Samedi 15 février 2025

Politique

Elections 2025 / Attribution des numéros d’identification : du deux poids, deux mesures

Elections 2025 / Attribution des numéros d’identification : du deux poids, deux mesures
Les numéros d’identification des candidats ne sont pas uniformes partout

À quelques mois des législatives et communales, certains candidats retenus fustigent l’approche utilisée par la Commission électorale nationale indépendante (Ceni) dans l’attribution des numéros d’identification. Ils dénoncent le double standard ayant présidé à cette attribution tout en exigeant un réaménagement. Prosper Ntahorwamiye, président de la Ceni dit qu’il n’y a pas matière à débattre car la Commission a été claire et transparente.

Par Pascal Ntakirutimana, Rénovat Ndabashinze, Félix Haburiyakira et Devis Gateretse

Au Burundi, le train conduisant aux élections de 2025 est déjà en marche. Dans cette perspective, la Ceni a rencontré, le lundi 10 février 2025, les représentants des partis politiques retenus, les candidats indépendants et la coalition pour leur présenter les maquettes des bulletins de vote et des formulaires F2 destinés aux élections législatives et communales de juin 2025. Lors de cette réunion, certains candidats retenus aux élections ont critiqué la manière dont les numéros d’identification ont été attribués.

Francis Rohero est le président du parti Fraternité des Patriotes-Ineza (FPI). Il a pointé du doigt une incohérence ayant entouré l’attribution des numéros d’identification tout en exigeant un réaménagement.

« On nous avait expliqué que le numéro sur la maquette est un identifiant et non un numéro d’ordre. Nous avions ainsi compris que le numéro d’identification serait uniforme et propre à un parti politique. Mais d’après ce que nous voyons, cela n’a pas été respecté », a-t-il soulevé.

* * * * * * *

● **EXERCICE BREF 1**
Redimensionnez les enregistrements en recopiant toutes leurs lignes, consignes comprises, avec chaque coordonnée des réponses multipliée par 0,8 et arrondie à l'entier le plus proche, les demis vers le haut.
Ce texte n'a aucun lien avec les enregistrements.

Entrées de données extraites
* * * * * * *

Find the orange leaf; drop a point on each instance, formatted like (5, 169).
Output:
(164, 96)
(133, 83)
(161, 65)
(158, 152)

* * * * * * *

● **EXERCICE BREF 2**
D'après l'article sur les élections de 2025, quel jour la Ceni a-t-elle rencontré les représentants des partis politiques retenus ?

● **RÉPONSE 1**
Find the orange leaf; drop a point on each instance, formatted like (5, 169).
Output:
(131, 77)
(106, 66)
(129, 52)
(126, 122)

● **RÉPONSE 2**
Le lundi 10 février 2025.